▸ **EXCERPTED PASSAGE**:
Her Honour had the difficult task of fixing a sentence which properly reflected the gravity of the offence and of the offending, taking into account matters personal to the respondent as well as other mitigating factors and also having regard to the applicable sentencing principles. There is no doubt that the offence in question is a very serious one given that the legislation creating it seeks to protect children from being exposed to, or from being the subject of, sexual misconduct by an adult, particularly when the offender is in a position of trust in relation to the young victim. The community, through Parliament, has prescribed a maximum penalty of 10 years' imprisonment for this offence. Similarly, the respondent’s offending conduct was serious in this case – it exhibited a degree of premeditation on his part given that he effectively isolated the victim from her cousins, obviously for the purpose of engaging in the offending. It was deliberate conduct which necessarily involved a gross breach of trust by the respondent who had been charged with the care of the complainant. Instead, he used his position of moral superiority to satisfy his sensual wishes to her material and, possibly, ongoing detriment. As I have indicated, the evidence before her Honour makes it apparent that the offending had a detrimental impact on the complainant although the long-term effect of it apparently cannot be assessed at this stage. It is true that the respondent pleaded guilty and is entitled by reason of that to a sentencing discount, but that discount is to be limited primarily to the utilitarian benefit flowing from the plea - from his willingness to facilitate the course of justice – since it cannot be said that he has demonstrated any significant remorse in light of his denial that it took place. In the circumstances, specific and general deterrence and denunciation of such premeditated breach of trust and abuse of the child are important, applicable sentencing principles.

▸ **COMPLETE THE FOLLOWING**:
**A.** Translate this sentence from the sentencing passage into Spanish: "The community, through Parliament, has prescribed a maximum penalty of 10 years' imprisonment for this offence."
**B.** Carry on the sentencing passage above, starting after its final sentence.

(Saved data entries)
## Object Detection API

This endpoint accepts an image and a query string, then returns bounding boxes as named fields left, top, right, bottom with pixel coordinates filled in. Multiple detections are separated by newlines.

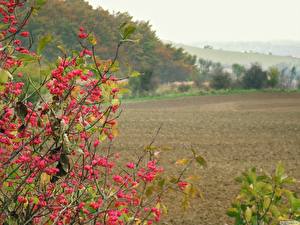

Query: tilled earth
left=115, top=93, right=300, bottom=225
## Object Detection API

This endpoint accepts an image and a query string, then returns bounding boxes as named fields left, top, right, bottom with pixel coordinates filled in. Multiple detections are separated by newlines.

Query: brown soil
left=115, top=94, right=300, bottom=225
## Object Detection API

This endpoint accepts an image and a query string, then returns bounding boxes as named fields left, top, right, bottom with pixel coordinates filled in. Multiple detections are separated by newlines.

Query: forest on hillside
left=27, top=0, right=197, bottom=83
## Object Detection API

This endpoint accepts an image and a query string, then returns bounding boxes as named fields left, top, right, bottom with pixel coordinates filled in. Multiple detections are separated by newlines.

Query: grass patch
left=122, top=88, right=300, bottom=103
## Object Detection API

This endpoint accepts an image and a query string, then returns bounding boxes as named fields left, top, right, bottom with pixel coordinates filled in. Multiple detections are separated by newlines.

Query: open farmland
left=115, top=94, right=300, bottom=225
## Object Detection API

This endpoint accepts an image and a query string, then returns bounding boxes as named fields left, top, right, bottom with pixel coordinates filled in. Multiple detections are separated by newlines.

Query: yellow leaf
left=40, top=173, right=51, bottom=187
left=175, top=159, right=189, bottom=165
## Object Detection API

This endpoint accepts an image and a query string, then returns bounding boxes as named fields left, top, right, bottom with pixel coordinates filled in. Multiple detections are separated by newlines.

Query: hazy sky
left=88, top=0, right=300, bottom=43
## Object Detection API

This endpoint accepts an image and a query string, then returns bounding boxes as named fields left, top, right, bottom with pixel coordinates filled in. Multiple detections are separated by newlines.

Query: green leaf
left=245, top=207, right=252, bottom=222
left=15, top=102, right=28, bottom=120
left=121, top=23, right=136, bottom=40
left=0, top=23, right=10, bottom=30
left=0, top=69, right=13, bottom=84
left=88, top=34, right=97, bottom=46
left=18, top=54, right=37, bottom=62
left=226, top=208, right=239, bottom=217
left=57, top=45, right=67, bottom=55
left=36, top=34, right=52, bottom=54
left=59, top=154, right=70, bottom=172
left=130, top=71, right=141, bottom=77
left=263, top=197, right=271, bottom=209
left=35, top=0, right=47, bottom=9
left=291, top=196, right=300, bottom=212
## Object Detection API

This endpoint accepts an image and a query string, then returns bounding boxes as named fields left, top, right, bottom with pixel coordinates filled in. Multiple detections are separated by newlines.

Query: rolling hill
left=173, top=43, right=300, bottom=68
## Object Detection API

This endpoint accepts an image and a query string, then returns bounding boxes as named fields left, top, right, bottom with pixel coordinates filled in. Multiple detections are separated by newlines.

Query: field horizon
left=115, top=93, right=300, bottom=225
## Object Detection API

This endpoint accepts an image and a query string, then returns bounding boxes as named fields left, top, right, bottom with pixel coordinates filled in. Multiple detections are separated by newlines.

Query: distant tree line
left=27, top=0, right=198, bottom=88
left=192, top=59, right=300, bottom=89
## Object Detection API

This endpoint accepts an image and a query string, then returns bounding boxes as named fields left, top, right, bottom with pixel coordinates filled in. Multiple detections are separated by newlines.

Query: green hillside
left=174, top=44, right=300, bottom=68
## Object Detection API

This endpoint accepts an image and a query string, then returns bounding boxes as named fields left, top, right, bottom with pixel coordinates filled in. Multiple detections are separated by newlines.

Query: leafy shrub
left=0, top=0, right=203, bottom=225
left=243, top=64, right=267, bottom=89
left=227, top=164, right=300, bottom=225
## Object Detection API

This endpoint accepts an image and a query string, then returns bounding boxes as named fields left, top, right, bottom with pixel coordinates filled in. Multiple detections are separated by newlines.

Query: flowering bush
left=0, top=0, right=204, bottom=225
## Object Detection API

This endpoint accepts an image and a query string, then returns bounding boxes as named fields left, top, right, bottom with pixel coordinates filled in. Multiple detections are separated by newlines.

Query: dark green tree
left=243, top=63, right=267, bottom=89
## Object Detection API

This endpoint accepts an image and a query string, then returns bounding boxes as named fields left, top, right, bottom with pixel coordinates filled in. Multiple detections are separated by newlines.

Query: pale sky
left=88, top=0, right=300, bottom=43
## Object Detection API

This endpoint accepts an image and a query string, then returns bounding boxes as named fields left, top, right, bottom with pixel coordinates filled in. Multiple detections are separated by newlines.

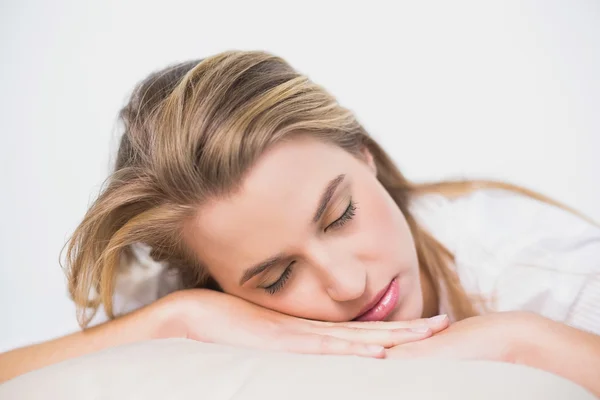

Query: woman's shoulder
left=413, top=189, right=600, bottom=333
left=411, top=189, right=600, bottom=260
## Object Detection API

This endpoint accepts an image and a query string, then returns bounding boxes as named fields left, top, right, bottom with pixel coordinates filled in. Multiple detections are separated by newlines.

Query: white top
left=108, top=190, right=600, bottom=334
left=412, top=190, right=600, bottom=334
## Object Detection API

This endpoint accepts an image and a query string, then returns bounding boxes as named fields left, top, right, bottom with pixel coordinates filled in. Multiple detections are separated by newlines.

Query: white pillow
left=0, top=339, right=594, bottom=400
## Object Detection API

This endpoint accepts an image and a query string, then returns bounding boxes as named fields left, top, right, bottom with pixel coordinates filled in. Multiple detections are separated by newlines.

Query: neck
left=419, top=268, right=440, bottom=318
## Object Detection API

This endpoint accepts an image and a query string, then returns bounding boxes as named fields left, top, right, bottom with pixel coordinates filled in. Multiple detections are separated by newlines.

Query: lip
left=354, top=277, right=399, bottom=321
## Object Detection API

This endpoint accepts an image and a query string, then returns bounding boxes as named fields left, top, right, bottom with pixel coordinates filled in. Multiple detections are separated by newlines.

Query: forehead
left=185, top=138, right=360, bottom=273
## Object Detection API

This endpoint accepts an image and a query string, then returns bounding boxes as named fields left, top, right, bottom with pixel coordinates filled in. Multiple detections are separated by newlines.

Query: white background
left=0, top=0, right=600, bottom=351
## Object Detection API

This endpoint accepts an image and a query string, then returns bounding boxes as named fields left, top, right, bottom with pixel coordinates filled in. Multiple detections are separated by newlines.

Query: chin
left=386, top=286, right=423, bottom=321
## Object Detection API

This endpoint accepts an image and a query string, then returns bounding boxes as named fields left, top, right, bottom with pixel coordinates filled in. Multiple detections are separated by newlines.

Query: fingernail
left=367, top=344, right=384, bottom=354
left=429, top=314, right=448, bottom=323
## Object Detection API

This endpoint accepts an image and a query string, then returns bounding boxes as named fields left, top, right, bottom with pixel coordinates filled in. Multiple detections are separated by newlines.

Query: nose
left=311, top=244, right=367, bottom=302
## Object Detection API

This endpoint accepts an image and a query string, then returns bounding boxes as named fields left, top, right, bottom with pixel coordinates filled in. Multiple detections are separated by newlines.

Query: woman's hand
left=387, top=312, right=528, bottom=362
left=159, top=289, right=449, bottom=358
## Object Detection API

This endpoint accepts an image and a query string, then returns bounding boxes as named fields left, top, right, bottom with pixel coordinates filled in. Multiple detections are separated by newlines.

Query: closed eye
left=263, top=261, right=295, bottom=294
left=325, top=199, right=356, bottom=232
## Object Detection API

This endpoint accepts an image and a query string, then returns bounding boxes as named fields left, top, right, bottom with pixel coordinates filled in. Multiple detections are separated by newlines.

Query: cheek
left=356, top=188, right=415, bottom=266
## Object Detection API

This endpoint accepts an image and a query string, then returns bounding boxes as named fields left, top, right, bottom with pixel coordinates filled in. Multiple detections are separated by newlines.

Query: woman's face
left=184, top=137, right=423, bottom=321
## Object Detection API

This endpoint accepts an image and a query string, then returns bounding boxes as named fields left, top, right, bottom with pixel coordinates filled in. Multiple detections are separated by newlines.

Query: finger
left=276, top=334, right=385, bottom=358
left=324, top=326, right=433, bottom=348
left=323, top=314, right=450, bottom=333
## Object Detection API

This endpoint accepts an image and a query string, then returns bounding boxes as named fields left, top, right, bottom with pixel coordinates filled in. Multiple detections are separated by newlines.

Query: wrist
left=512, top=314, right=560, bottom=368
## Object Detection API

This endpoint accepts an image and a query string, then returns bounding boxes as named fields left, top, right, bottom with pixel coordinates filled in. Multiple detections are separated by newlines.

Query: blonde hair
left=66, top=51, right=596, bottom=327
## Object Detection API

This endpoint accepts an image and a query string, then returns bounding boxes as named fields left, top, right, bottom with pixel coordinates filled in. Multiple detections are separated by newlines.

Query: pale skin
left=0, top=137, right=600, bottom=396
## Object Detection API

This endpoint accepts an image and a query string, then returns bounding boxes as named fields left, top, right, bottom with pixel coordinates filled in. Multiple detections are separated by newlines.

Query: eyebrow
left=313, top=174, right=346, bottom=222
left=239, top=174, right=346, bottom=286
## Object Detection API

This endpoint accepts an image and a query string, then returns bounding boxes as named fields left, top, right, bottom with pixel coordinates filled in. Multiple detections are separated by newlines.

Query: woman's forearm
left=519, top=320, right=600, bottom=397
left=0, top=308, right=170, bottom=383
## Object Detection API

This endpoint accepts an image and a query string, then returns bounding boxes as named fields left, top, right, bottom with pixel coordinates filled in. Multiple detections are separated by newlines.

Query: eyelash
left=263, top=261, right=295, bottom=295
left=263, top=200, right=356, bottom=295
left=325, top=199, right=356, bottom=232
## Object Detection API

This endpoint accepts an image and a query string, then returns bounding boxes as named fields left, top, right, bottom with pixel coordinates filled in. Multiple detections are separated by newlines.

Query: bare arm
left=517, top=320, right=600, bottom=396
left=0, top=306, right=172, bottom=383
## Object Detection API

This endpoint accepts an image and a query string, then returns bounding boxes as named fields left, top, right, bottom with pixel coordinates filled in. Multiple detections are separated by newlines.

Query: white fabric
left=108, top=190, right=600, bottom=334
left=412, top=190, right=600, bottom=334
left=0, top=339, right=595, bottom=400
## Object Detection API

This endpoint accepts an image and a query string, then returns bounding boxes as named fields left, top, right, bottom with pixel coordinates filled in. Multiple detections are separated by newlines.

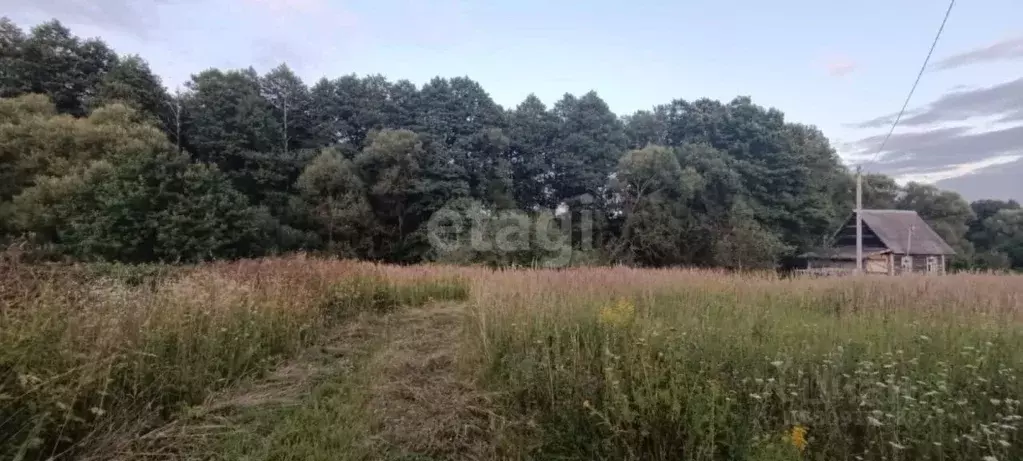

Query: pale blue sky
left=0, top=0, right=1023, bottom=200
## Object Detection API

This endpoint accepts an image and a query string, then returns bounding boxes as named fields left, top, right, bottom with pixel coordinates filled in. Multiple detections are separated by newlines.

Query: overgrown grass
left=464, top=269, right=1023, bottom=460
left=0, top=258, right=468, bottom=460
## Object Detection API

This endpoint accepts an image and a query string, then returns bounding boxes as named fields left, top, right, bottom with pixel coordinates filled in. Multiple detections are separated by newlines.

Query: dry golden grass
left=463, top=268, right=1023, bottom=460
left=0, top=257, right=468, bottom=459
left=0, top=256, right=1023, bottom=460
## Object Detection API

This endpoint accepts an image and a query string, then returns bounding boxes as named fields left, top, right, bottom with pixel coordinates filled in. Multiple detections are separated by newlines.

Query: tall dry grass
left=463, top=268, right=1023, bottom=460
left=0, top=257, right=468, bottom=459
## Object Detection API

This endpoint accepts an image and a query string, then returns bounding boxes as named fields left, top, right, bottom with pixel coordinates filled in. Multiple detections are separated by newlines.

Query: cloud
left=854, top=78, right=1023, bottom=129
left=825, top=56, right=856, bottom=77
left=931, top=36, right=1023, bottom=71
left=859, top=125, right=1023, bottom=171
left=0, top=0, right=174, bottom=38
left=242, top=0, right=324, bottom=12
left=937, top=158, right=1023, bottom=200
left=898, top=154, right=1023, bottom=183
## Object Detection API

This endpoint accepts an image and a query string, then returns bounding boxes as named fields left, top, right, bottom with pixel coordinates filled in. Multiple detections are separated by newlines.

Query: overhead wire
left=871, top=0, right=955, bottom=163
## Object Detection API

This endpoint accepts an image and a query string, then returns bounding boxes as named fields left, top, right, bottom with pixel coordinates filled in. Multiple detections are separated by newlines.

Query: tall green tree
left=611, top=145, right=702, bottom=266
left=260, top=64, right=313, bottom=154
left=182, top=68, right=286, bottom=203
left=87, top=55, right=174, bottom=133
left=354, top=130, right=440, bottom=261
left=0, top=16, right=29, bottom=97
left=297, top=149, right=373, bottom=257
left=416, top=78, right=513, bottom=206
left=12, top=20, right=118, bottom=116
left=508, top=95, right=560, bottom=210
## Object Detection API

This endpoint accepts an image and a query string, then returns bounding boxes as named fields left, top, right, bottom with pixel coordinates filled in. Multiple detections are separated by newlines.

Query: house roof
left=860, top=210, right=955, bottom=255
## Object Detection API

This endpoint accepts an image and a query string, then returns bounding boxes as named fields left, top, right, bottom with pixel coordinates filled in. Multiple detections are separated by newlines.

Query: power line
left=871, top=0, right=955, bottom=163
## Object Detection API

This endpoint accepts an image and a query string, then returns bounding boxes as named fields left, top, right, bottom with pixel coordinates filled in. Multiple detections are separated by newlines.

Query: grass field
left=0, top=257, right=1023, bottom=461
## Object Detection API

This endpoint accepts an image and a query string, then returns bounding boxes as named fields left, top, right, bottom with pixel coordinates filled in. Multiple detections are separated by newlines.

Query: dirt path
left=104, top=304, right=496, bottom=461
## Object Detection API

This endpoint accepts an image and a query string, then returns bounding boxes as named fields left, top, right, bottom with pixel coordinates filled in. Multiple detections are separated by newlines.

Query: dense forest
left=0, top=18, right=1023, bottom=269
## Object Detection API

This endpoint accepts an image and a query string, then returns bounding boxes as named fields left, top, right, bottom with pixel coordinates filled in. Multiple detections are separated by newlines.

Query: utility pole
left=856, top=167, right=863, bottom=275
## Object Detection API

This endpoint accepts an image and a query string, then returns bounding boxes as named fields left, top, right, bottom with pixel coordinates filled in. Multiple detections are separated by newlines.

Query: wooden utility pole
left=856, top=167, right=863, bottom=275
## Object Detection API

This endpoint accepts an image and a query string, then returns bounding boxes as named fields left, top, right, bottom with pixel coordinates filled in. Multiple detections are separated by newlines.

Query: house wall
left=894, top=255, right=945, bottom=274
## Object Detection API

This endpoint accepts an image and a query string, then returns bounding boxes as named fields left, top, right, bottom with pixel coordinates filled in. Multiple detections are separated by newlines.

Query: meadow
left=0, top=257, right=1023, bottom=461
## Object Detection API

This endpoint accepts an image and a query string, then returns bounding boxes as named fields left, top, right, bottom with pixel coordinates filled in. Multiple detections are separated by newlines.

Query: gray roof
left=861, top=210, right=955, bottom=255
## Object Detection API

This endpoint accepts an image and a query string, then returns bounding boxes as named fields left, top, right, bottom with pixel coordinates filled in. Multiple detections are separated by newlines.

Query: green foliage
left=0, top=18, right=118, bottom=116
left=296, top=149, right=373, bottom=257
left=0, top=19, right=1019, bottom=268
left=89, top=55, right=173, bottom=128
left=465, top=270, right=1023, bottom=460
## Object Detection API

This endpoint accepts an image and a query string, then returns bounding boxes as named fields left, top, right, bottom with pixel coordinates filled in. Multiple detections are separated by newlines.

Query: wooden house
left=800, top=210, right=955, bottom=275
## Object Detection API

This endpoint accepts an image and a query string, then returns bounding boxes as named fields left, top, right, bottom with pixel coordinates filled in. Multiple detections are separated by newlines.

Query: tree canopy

▸ **ANSWERS**:
**A.** La comunidad, a través del Parlamento, ha establecido una pena máxima de 10 años de prisión para este delito.

**B.**
Notwithstanding that the report from the Gatehouse Centre indicates, as I have said, that the respondent engaged in uncharged acts in relation to the complainant, the respondent must be sentenced on the basis that he has committed only the one offence and that up to that point he has been a person of good character with a sound work record. Moreover, there is no suggestion that the respondent is suffering from a psychological illness or that he has subsequently engaged in like conduct. It is also relevant to bear in mind, as I have said, that he is entitled to a sentencing discount for having pleaded guilty to the offence and that he will suffer hardship from being deprived of contact with his daughters.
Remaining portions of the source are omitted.